— Start of TEXT BLOCK —

Version: 3.16

Data Source Reference

This reference guide provides detailed information about data source configuration formats, provider-specific settings, and data type mappings for ScalarDB Analytics.

warning

You need to have a license key (trial license or commercial license) to use ScalarDB Analytics. If you don't have a license key, please contact us.

Data source registration file format

Data sources are registered to catalogs using the CLI with data source registration files. These files have the following structure. For CLI command details, see CLI command reference.

{
  "catalog": "<catalog-name>", // The catalog to register the data source in
  "name": "<data-source-name>", // A unique name for this data source
  "type": "<database-type>", // Database type: postgres, mysql, scalardb, sqlserver, oracle, dynamodb, databricks, snowflake
  "provider": {
    // Type-specific connection configuration
    // Configuration varies by database type
  }
}

The provider section contains data source-specific connection settings that vary based on the type field.

— End of TEXT BLOCK —
— Start of RECORDS FOR PROCESSING —

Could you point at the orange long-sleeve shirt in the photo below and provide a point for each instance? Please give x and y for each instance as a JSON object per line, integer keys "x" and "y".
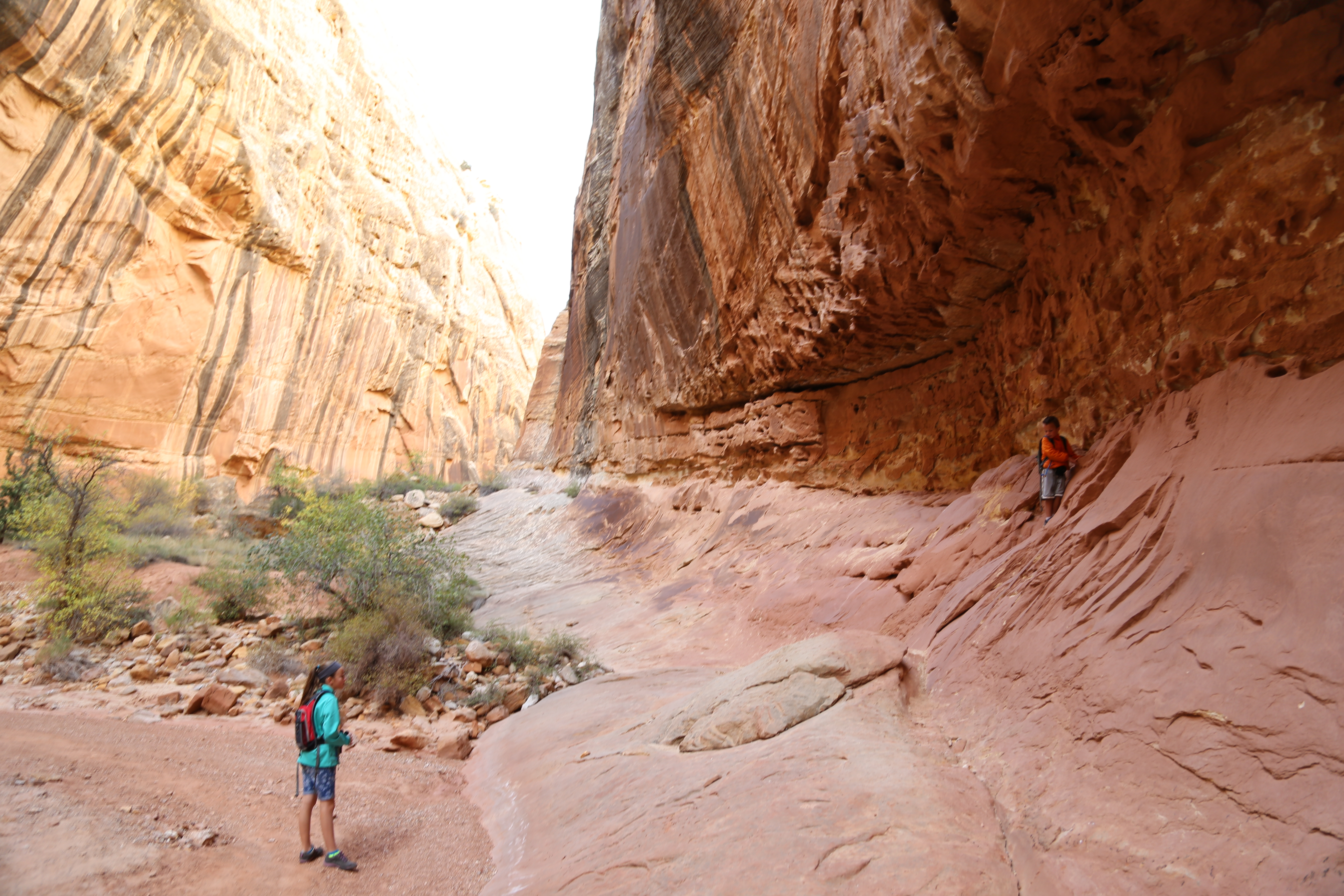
{"x": 1057, "y": 452}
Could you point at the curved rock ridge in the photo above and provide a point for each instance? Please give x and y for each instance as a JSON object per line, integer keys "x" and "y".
{"x": 221, "y": 240}
{"x": 871, "y": 245}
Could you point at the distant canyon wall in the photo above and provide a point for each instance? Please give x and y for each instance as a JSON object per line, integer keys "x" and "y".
{"x": 222, "y": 242}
{"x": 871, "y": 244}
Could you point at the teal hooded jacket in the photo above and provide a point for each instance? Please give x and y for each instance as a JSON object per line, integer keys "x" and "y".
{"x": 327, "y": 722}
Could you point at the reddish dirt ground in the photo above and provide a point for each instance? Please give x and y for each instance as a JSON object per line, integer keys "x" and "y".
{"x": 402, "y": 817}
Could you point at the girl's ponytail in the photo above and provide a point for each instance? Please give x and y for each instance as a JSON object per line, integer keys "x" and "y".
{"x": 321, "y": 673}
{"x": 311, "y": 686}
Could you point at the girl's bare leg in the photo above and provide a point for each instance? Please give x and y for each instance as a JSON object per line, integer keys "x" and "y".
{"x": 306, "y": 820}
{"x": 327, "y": 819}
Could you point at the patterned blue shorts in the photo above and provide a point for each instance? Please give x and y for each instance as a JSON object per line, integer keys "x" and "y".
{"x": 321, "y": 781}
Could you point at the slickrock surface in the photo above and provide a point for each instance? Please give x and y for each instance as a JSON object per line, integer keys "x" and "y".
{"x": 870, "y": 245}
{"x": 1147, "y": 690}
{"x": 221, "y": 238}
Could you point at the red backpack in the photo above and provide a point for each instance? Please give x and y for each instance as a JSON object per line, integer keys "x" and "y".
{"x": 306, "y": 727}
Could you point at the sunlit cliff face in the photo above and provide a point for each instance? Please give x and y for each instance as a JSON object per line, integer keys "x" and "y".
{"x": 871, "y": 244}
{"x": 221, "y": 242}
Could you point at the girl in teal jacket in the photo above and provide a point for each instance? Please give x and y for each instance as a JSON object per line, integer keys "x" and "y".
{"x": 319, "y": 766}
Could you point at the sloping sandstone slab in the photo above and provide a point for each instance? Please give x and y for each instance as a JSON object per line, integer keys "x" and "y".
{"x": 777, "y": 691}
{"x": 578, "y": 801}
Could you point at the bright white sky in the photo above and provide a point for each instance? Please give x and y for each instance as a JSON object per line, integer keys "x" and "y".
{"x": 507, "y": 86}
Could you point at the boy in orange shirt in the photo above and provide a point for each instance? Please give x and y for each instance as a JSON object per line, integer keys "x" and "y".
{"x": 1054, "y": 457}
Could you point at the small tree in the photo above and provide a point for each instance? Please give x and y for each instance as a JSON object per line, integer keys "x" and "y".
{"x": 85, "y": 586}
{"x": 350, "y": 546}
{"x": 26, "y": 479}
{"x": 79, "y": 519}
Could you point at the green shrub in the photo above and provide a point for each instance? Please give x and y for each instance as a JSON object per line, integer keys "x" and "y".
{"x": 26, "y": 479}
{"x": 291, "y": 490}
{"x": 57, "y": 661}
{"x": 448, "y": 613}
{"x": 366, "y": 545}
{"x": 564, "y": 645}
{"x": 402, "y": 483}
{"x": 92, "y": 600}
{"x": 519, "y": 645}
{"x": 158, "y": 507}
{"x": 458, "y": 507}
{"x": 237, "y": 590}
{"x": 384, "y": 651}
{"x": 494, "y": 481}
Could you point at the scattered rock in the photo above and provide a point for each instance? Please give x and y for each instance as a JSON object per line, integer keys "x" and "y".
{"x": 455, "y": 741}
{"x": 478, "y": 652}
{"x": 198, "y": 839}
{"x": 214, "y": 699}
{"x": 245, "y": 678}
{"x": 409, "y": 741}
{"x": 515, "y": 695}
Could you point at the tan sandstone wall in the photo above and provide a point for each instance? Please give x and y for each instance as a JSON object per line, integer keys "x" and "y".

— End of RECORDS FOR PROCESSING —

[GIVEN REQUEST 1] According to the ScalarDB Analytics data source reference, what does a user need in order to use ScalarDB Analytics?
[GIVEN REQUEST 2] Copy the listing word for word, starting with the line that contains "Could you point at the sloping" and continuing through the last line of the listing, with both of those lines included.

[OUTPUT 1] A license key, either a trial license or a commercial license.

[OUTPUT 2]
Could you point at the sloping sandstone slab in the photo above and provide a point for each instance? Please give x and y for each instance as a JSON object per line, integer keys "x" and "y".
{"x": 777, "y": 691}
{"x": 578, "y": 801}
Could you point at the bright white sky in the photo above and provide a point for each instance? Please give x and y for each instance as a JSON object per line, integer keys "x" and "y".
{"x": 507, "y": 86}
Could you point at the boy in orange shirt in the photo above and provide a point for each instance? Please give x and y for each instance as a JSON object per line, integer keys "x" and "y".
{"x": 1054, "y": 457}
Could you point at the small tree in the photo above and provide a point for each instance? Please give x and y for each instance as a JSON object per line, integer keys "x" and "y".
{"x": 85, "y": 586}
{"x": 350, "y": 546}
{"x": 26, "y": 479}
{"x": 79, "y": 519}
Could you point at the green shrub in the photo above and provide a point for each instance? Please give x and y for each instance as a JSON object per line, integer keys "x" and "y".
{"x": 26, "y": 479}
{"x": 291, "y": 490}
{"x": 57, "y": 661}
{"x": 448, "y": 613}
{"x": 366, "y": 545}
{"x": 564, "y": 645}
{"x": 402, "y": 483}
{"x": 92, "y": 600}
{"x": 519, "y": 645}
{"x": 158, "y": 507}
{"x": 458, "y": 507}
{"x": 237, "y": 590}
{"x": 384, "y": 651}
{"x": 494, "y": 481}
Could you point at the scattered rock in the photo above and provide a point for each instance? Please give x and y for each instance as a JSON object per line, integer keys "x" and "y".
{"x": 455, "y": 741}
{"x": 478, "y": 652}
{"x": 198, "y": 839}
{"x": 214, "y": 699}
{"x": 245, "y": 678}
{"x": 409, "y": 741}
{"x": 515, "y": 695}
Could you point at the tan sandstone wall in the photo above and provide a point for each instance? Please give x and y for each instance as a JSON object per line, integer keys "x" and "y".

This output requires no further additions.